> _EXERCISE DIRECTIONS_:
Gather every line of the material below that contains the word "white", copying each one in full.

Recorded data:
******************************

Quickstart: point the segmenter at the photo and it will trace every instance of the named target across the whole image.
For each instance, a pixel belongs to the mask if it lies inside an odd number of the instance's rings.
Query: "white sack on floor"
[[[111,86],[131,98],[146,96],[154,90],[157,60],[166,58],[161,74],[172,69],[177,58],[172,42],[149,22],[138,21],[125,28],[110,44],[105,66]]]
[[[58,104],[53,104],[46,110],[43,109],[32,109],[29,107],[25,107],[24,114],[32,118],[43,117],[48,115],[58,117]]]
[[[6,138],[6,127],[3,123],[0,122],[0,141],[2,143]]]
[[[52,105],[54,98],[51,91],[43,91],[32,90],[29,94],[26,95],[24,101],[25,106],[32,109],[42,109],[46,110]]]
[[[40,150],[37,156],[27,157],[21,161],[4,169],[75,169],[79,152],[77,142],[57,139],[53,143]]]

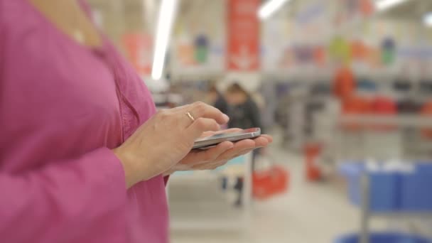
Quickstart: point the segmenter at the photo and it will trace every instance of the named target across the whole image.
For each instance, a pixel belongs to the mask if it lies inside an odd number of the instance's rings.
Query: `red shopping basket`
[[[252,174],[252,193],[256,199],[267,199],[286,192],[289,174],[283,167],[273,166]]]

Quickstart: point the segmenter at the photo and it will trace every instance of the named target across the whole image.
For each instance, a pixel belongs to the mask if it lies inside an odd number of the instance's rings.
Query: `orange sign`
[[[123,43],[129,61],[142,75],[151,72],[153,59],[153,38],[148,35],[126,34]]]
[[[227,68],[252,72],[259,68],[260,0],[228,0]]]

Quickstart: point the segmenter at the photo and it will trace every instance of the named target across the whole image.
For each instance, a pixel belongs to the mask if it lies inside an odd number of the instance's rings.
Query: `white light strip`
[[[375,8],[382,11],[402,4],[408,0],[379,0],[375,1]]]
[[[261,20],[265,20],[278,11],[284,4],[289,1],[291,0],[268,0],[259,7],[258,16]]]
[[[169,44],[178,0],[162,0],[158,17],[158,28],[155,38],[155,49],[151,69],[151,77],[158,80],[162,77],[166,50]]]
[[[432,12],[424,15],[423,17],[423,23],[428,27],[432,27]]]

******************************

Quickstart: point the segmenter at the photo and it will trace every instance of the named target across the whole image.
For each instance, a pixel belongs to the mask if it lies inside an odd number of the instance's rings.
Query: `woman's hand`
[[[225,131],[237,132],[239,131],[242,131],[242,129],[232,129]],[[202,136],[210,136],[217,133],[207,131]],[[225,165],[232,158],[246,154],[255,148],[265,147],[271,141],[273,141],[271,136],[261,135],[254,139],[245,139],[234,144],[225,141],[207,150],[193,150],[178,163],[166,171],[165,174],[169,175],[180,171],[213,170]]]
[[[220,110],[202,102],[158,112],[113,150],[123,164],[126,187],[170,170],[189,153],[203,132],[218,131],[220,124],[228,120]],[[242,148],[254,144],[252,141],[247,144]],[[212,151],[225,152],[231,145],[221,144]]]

******************************

> _RESPONSE TO THIS EXERCISE_:
Query: "white sack on floor"
Query: `white light strip`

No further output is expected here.